Selected extract:
--------

Just before flying to Paris, for the start of several seasons of inspiration (and work), Emily Adams Bode Aujla—Emily, for short—was at home for a birthday party, in this case hers, and like all birthdays, it was a good time to take stock—of Bode, the fashion brand, not to mention the family that makes up the family business. That family has expanded and relocated, as Emily herself noted in a quick chronology of the home team’s progression from Chinatown to Greenwich Village, then to a second place in Greenwich Village in just a few years.
“You have to realize,” Emily said around then, “that what also is happening at the same time as all these moves is, well, we got one dog. I got pregnant, had the baby. It was a girl. And then I got pregnant again. We needed, you know—we had to move for various reasons, including that we were going to have another baby, a boy, and then we got another dog right before he was born.”
We should note, in terms of time and space, that the dogs aren’t just dogs. They’re wirehaired pointing griffons, cheerful and gigantic hunting dogs that, in lieu of hunting, are burly, slobbering socializers, adding to the logistical demands of parenthood—one of the reasons why, when we spoke, and when her home team included two children under two, she was momentarily drinking coffee, a slight embarrassment.
“I’m from the South, so I’m an iced tea drinker,” she lamented. “I don’t want to rely on coffee!” Coffee, for Emily, was way back in college, in the early 2010s, when late-night caffeine pushed her through her first men’s clothing ideas that, a few years later, became her Lower East Side–apartment–based Bode. That story is now ancient history: In 2016 she set about simultaneously exploring the family traditions that inspired her—her roots are in New England as well as the area of the Piedmont region better known as Atlanta—and the historic American craft traditions that fascinated her, eventually working in collaboration with her now husband and business partner, Aaron Aujla. As husband and wife have brought on two kids and accompanying griffons (the first one a gift from Emily’s mom, the second one their idea, believe it or not)—as she fought the naysayers who advised against making shirts with vintage quilts or pants cut from gorgeous deadstock fabrics or decorated with, say, buttons discovered in a closed-up Midwestern warehouse—the family business has grown alongside the family: Bode has become a global brand with an ever-growing list of stores in the US and overseas.

--------

Supplied information:
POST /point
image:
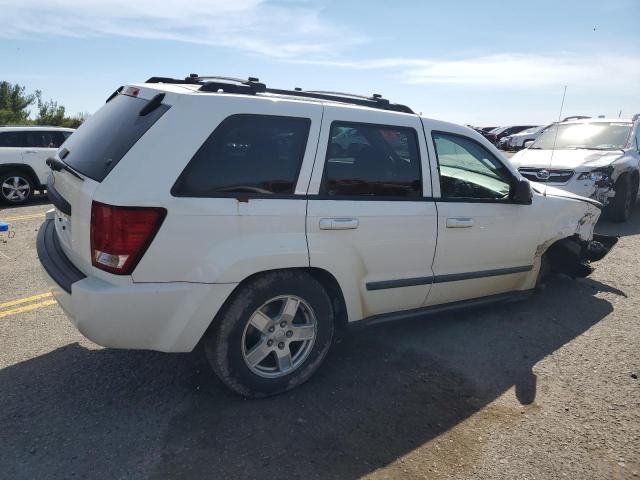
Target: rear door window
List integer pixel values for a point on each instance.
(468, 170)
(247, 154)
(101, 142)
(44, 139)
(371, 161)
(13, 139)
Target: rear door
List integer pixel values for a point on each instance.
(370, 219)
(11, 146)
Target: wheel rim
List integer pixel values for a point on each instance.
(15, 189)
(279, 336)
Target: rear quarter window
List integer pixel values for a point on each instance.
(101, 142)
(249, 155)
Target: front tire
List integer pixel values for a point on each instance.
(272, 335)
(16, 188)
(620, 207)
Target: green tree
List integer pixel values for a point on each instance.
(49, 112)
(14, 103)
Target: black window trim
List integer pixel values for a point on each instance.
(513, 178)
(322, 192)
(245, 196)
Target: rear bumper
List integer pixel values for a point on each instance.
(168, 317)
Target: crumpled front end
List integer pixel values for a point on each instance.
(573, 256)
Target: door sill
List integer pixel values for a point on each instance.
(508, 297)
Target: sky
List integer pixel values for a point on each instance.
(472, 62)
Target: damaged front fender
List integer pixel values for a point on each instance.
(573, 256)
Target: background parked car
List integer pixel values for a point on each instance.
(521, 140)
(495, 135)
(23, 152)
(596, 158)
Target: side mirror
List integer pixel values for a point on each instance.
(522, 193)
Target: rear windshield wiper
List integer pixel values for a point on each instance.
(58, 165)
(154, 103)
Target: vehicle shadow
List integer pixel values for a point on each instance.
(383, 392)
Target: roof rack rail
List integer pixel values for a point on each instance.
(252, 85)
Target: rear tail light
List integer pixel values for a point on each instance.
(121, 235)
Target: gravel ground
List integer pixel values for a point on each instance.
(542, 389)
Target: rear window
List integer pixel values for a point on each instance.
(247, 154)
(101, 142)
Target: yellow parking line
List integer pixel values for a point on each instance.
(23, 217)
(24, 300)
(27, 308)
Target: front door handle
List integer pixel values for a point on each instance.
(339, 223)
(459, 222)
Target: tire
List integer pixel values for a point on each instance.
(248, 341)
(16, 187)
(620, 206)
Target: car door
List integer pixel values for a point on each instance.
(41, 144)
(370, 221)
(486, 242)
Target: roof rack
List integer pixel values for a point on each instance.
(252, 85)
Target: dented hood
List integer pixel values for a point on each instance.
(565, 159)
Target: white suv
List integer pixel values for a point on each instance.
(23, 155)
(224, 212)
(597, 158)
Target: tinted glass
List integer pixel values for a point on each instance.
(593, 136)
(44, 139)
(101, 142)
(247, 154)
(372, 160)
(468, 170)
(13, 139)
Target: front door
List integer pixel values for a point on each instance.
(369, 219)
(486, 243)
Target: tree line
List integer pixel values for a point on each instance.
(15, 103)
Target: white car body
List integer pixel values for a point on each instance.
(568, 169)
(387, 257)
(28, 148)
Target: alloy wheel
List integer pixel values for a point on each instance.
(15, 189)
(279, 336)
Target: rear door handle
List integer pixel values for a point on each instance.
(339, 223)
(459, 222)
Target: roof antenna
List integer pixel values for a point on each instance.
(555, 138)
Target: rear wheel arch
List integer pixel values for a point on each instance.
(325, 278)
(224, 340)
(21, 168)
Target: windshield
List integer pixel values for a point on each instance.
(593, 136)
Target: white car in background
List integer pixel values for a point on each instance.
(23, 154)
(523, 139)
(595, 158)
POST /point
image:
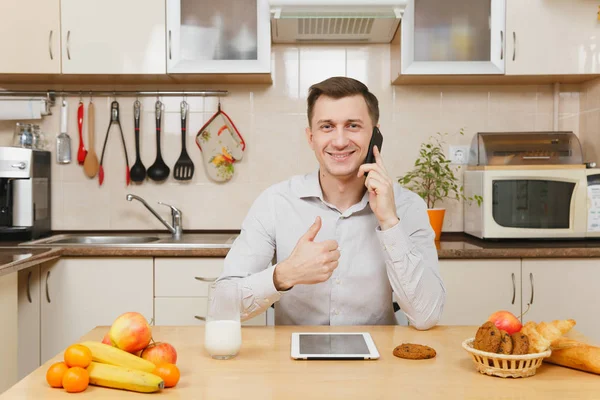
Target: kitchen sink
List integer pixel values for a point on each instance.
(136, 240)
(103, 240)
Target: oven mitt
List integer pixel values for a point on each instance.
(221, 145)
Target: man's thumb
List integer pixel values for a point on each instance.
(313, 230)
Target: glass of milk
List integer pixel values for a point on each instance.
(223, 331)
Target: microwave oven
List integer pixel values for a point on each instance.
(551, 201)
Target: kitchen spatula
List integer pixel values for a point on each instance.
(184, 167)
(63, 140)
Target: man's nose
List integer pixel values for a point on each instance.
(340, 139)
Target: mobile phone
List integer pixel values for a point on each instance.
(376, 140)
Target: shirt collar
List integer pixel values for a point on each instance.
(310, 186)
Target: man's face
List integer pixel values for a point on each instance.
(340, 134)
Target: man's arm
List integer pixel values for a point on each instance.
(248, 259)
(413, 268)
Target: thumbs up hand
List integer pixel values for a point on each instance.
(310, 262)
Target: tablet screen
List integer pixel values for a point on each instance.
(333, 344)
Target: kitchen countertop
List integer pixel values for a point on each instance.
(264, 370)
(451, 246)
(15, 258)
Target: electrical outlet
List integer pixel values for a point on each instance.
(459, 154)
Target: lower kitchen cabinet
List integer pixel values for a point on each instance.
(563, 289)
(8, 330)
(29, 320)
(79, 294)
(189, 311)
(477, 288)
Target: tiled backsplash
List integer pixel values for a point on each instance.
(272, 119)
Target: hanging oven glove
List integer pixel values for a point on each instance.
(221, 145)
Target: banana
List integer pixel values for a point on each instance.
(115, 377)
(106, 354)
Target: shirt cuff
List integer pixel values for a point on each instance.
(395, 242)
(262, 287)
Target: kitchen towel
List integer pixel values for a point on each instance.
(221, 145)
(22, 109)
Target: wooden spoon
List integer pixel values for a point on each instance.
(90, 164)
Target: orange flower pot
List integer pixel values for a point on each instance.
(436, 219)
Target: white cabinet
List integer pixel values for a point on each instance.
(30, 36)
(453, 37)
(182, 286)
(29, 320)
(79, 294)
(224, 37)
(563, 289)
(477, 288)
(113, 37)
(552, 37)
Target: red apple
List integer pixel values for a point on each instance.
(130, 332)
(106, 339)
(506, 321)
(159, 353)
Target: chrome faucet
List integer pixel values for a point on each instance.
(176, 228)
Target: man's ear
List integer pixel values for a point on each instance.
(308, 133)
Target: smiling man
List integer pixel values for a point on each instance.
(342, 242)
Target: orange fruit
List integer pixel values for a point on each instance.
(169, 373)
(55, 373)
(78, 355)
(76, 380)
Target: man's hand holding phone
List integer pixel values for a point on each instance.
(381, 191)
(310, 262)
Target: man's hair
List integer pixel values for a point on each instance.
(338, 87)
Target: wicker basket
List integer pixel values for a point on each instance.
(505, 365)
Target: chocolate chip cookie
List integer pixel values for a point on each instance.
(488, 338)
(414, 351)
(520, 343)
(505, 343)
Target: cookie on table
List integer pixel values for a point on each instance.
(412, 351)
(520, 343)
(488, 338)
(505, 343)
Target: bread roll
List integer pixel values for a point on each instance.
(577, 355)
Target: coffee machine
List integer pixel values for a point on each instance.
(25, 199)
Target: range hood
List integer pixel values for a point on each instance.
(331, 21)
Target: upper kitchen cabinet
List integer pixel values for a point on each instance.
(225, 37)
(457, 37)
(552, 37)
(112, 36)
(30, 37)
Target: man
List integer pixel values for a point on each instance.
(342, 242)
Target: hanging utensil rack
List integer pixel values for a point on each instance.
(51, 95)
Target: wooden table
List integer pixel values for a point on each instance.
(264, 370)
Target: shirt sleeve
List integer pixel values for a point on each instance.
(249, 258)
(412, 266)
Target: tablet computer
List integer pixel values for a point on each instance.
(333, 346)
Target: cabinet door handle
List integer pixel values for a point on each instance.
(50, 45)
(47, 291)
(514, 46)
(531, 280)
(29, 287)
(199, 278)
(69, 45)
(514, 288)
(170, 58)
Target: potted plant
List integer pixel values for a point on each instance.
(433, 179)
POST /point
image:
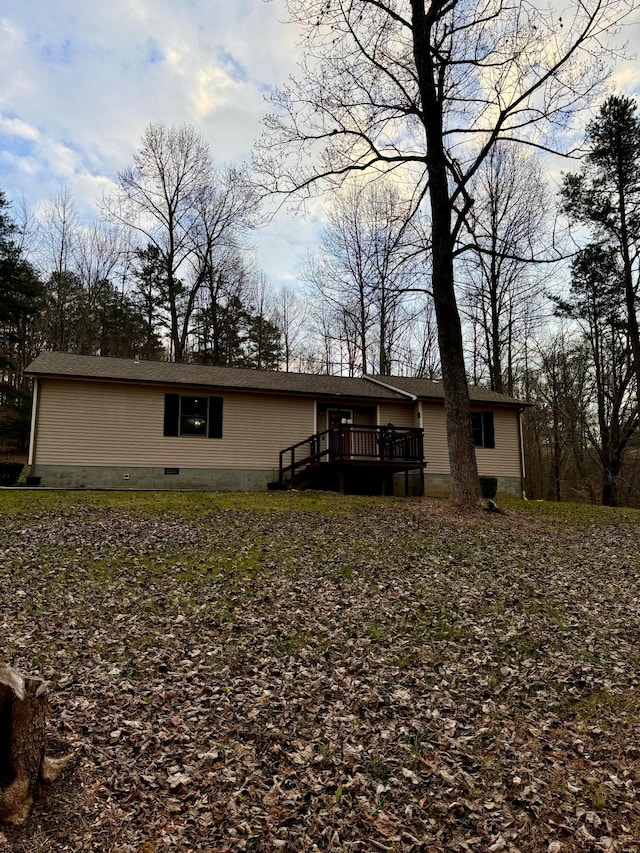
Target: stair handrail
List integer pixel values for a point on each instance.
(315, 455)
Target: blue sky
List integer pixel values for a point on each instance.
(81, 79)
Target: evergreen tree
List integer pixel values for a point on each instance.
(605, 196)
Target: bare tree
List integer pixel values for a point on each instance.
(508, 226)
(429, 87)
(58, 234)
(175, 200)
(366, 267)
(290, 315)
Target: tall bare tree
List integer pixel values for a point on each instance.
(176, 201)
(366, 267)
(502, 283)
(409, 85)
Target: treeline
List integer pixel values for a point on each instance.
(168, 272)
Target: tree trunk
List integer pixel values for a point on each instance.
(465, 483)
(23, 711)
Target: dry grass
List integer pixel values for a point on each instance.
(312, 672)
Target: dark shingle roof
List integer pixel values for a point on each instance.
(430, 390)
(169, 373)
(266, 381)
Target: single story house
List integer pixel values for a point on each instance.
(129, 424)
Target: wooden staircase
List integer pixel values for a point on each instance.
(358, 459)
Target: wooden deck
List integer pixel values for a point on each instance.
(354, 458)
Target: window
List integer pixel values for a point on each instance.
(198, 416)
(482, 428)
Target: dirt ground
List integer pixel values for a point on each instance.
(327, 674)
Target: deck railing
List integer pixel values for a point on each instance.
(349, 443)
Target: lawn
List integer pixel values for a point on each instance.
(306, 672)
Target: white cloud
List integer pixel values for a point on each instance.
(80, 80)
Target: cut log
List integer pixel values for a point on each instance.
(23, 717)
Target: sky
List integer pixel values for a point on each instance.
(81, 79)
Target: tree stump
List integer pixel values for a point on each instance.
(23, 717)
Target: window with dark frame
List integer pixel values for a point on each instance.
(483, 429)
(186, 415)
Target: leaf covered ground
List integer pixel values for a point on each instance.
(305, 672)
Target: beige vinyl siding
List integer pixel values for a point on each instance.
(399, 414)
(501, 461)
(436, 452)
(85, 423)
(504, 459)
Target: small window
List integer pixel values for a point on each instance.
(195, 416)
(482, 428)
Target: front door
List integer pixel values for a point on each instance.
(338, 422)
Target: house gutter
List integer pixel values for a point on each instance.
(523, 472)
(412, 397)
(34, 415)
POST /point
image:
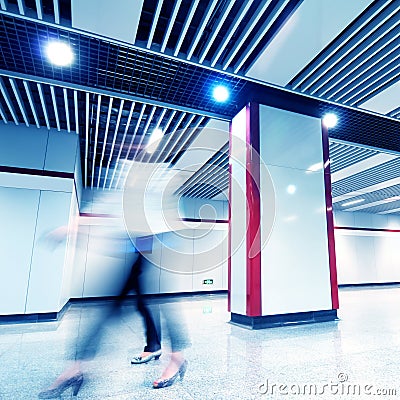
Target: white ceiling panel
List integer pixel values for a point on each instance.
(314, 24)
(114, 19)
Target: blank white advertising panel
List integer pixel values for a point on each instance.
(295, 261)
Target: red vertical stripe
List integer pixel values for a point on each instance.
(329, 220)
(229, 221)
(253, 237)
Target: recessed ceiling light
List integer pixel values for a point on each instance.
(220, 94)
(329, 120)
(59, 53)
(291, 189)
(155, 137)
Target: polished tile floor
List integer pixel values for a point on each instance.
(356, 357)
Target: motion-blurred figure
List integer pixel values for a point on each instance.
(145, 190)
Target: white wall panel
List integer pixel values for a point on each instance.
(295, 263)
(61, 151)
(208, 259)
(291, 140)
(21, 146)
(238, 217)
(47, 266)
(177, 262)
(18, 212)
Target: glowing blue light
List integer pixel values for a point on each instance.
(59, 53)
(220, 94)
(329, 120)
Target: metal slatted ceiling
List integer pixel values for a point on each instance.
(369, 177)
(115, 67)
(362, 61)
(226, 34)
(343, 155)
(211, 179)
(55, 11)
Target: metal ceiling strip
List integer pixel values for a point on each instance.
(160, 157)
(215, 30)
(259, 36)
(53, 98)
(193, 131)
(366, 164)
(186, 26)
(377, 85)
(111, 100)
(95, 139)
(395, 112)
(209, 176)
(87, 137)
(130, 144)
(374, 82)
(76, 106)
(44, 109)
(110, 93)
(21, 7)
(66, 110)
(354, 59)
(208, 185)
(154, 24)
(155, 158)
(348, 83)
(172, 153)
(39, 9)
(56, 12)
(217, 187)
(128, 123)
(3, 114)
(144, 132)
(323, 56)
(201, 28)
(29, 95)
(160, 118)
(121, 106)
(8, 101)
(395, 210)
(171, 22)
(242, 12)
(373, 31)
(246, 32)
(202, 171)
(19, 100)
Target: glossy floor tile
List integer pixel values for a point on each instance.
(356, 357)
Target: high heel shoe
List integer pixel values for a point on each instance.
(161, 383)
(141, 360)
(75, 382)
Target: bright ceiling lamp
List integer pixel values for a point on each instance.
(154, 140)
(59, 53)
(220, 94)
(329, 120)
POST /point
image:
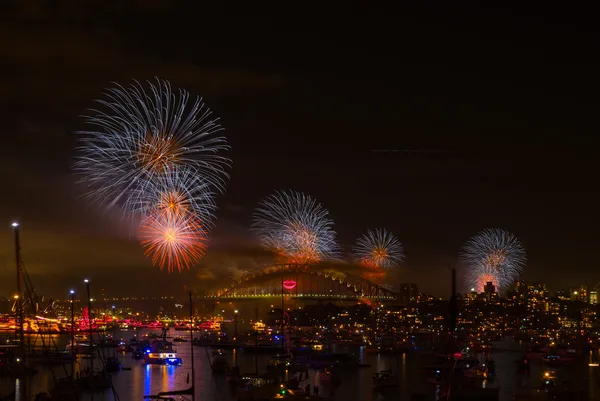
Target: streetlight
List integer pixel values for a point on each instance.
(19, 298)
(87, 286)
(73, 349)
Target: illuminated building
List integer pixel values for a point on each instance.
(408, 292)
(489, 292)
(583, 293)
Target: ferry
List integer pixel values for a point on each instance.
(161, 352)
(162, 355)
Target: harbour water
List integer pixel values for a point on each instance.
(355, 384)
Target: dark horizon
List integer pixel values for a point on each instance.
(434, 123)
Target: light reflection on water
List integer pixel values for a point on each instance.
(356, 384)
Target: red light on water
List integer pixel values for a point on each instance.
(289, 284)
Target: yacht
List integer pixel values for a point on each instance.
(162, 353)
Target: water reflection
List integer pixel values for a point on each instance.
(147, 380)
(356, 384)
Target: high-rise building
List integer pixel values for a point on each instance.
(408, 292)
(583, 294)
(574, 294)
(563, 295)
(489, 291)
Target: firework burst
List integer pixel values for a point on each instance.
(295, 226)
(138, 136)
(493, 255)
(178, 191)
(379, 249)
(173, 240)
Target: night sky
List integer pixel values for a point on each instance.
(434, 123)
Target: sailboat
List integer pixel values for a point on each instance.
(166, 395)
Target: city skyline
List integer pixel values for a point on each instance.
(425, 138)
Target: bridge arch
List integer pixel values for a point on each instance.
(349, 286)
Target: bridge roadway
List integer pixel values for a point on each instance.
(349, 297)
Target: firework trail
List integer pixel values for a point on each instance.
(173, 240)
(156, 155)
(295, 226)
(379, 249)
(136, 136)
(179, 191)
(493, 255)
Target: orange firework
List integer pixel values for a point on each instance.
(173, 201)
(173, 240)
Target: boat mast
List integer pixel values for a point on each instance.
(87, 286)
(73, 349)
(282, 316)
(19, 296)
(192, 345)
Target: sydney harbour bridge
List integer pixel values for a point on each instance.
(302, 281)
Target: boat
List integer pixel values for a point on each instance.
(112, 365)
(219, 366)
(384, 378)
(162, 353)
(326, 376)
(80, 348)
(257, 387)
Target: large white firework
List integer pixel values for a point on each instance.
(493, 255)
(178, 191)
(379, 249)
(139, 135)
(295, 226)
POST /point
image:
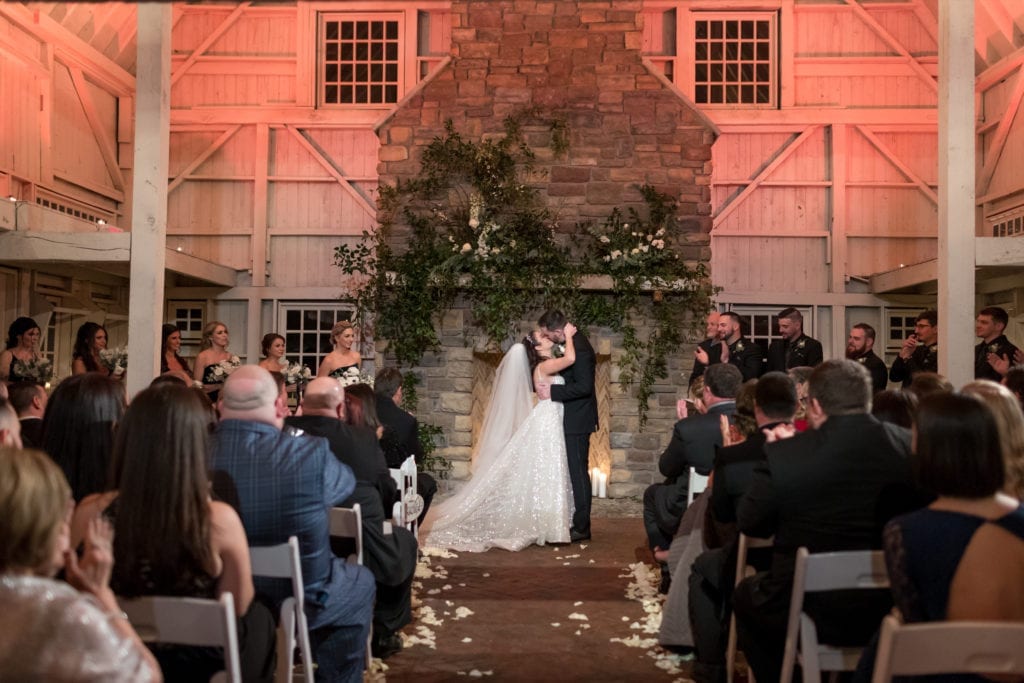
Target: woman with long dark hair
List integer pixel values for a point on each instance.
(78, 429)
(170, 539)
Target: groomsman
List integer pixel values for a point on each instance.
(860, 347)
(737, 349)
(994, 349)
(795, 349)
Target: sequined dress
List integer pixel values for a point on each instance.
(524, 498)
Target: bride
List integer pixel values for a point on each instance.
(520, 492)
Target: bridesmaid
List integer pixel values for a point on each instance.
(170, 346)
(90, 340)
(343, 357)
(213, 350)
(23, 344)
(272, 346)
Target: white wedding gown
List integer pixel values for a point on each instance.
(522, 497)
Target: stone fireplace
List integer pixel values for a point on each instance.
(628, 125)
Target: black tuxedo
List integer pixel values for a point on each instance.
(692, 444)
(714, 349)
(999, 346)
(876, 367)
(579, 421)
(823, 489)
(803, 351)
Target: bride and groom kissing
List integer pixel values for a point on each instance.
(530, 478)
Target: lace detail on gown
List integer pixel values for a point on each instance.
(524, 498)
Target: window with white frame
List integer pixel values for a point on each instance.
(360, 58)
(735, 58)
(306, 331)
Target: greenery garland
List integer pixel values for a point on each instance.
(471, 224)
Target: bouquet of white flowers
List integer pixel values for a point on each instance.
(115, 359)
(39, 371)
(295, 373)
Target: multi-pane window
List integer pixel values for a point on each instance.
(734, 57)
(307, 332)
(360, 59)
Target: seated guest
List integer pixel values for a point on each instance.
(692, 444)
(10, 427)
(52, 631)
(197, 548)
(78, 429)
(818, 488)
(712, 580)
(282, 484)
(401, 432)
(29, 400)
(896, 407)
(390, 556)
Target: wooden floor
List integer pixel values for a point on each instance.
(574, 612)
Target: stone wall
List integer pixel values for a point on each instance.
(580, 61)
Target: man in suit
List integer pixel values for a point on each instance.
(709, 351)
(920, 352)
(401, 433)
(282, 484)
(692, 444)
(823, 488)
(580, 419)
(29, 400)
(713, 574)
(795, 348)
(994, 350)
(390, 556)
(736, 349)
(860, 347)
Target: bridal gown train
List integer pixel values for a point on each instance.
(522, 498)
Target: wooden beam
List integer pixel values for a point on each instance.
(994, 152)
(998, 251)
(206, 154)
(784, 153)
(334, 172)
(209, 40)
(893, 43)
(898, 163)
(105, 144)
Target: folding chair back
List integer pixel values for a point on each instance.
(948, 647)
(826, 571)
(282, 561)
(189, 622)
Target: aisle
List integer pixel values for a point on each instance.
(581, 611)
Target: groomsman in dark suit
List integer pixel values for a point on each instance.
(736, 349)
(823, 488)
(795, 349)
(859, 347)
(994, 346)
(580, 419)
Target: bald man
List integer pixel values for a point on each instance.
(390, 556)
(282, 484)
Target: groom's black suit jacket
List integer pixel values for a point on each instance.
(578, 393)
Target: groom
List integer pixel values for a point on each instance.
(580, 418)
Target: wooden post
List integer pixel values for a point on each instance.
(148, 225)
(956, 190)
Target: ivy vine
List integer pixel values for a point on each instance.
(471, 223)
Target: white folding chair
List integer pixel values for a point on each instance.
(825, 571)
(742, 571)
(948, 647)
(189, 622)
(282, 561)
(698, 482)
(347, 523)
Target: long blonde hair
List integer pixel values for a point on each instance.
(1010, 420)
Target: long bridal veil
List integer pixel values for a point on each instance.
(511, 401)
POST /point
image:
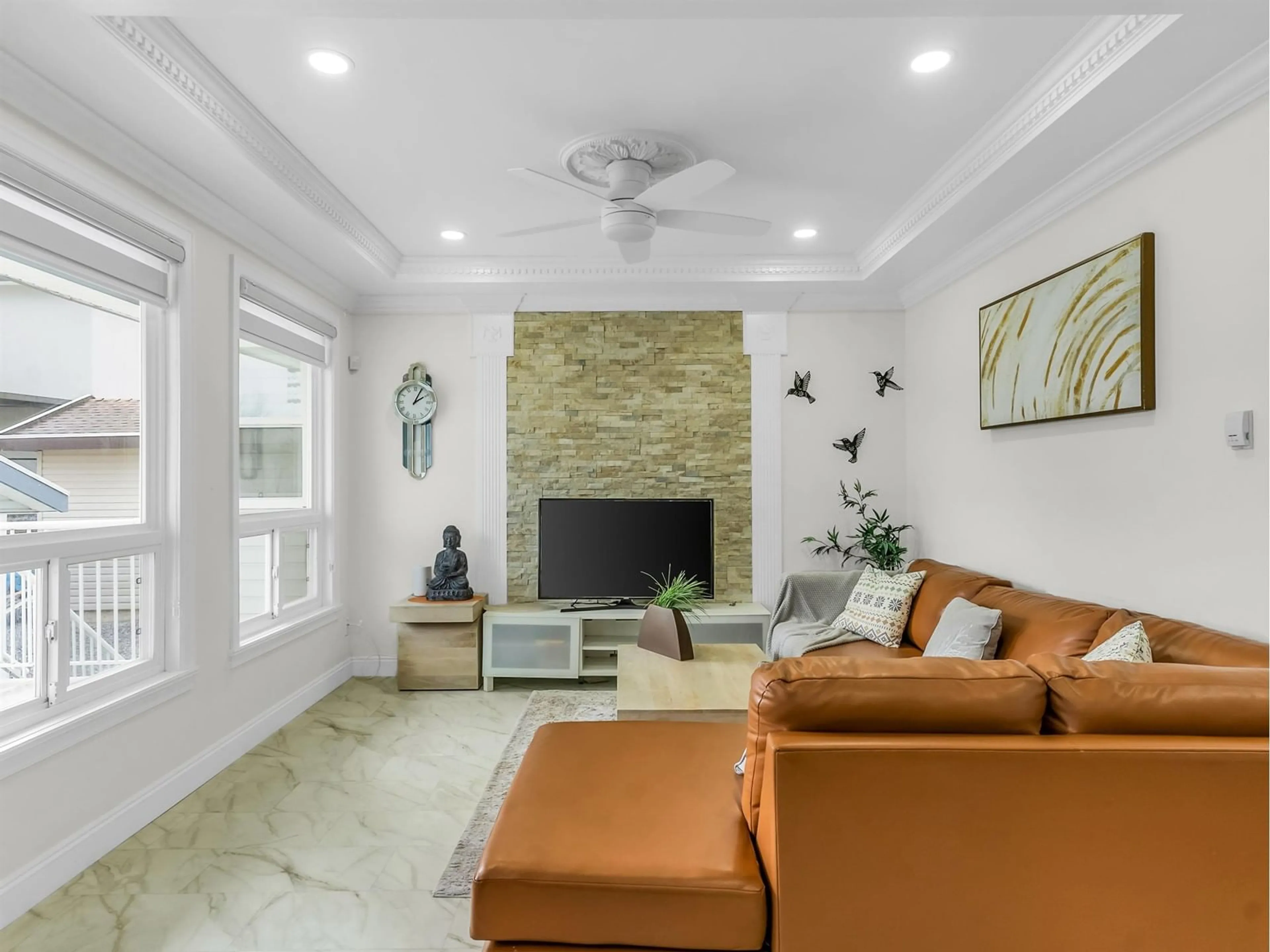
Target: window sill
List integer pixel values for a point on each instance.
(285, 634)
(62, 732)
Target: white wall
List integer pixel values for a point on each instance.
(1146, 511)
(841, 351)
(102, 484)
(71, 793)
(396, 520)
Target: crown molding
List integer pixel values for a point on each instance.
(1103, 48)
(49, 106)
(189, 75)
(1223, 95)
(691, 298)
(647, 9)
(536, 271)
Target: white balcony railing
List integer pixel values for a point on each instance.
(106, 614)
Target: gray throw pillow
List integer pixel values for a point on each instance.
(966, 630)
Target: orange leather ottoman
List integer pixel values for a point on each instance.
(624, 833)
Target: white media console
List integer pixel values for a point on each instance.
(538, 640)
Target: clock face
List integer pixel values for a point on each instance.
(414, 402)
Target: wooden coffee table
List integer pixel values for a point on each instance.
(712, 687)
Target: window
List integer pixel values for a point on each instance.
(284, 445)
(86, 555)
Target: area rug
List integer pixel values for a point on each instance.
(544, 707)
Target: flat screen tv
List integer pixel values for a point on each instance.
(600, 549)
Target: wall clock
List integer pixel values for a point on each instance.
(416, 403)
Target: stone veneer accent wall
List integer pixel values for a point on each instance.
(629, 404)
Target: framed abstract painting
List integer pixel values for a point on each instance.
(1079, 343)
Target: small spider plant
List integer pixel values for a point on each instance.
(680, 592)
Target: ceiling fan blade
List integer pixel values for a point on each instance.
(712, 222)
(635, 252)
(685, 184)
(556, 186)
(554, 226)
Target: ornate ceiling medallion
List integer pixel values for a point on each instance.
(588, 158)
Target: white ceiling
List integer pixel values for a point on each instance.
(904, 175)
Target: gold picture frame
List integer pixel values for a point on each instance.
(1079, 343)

--------

Prompt: From the profile of Emily Adams Bode Aujla, write out the passage starting at "Just before flying" and ending at "a few years.", word for word.

Completed task:
Just before flying to Paris, for the start of several seasons of inspiration (and work), Emily Adams Bode Aujla—Emily, for short—was at home for a birthday party, in this case hers, and like all birthdays, it was a good time to take stock—of Bode, the fashion brand, not to mention the family that makes up the family business. That family has expanded and relocated, as Emily herself noted in a quick chronology of the home team’s progression from Chinatown to Greenwich Village, then to a second place in Greenwich Village in just a few years.